___ Text excerpt

Project Deliverables

  1. Support for DSP48E1 within the F4PGA architecture definitions.
    • Status: Completed
  2. Testing flow for designs using Xilinx 7-series DSP hard blocks which include
    • Verilog-to-Bitstream using the F4PGA toolchain.
      • Status: Completed
    • Fasm2bels to re-generate the original netlist from the bitstream output of F4PGA.
      • Status: Completed
    • Proof-test through Vivado to verify the correctness of the netlist.
      • Status: Completed

Achieved Goals

  1. Dsp48e1 support in the F4PGA-arch-defs

  • Previously, there was no support for DSP within the F4PGA toolchain. What this essentially meant was that the architecture files and routing graphs of all the parts do not contain information about the DSP blocks. These are used for placement and routing of the implemented design on the FPGA fabric. Hence, the toolchain behaves as if there were no DSP resources available on the target board. I needed to model the DSP48E1 site using its official documentation and regenerate the routing graph and the architecture file for the targeted board.

______
___ Stored data

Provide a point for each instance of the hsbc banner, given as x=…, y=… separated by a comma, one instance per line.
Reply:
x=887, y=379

______

Exercise instructions>
A. Using the F4PGA DSP text above the listing, decide whether each statement agrees with it: (i) Fasm2bels is used to re-generate the original netlist from the bitstream; (ii) before this work, the routing graphs already held information about the DSP blocks; (iii) the netlist's correctness was checked through Vivado. Answer yes or no for each and quote the deciding words.
B. Go on with the F4PGA DSP text from the point where it stops.

Expected responses>
A.
(i) Yes: "Fasm2bels to re-generate the original netlist from the bitstream output of F4PGA."
(ii) No: "the architecture files and routing graphs of all the parts do not contain information about the DSP blocks."
(iii) Yes: "Proof-test through Vivado to verify the correctness of the netlist."

B.
  • I referred to the VTR docs and Xilinx documentation for this purpose. In order to facilitate the integration of a specific primitive into VTR, two files are required within the architecture definitions: dsp48e1.model.xml and dsp48e1.pb_type.xml. Techmaps for Yosys can then be prepared correctly using these primitives.
  • Model XML (xxx.model.xml) contains general information about the module’s input and output ports and their relations. Physical Block XML (xxx.pb_type.xml) describes the actual layout of the primitive, with information about the timings, internal connections, etc.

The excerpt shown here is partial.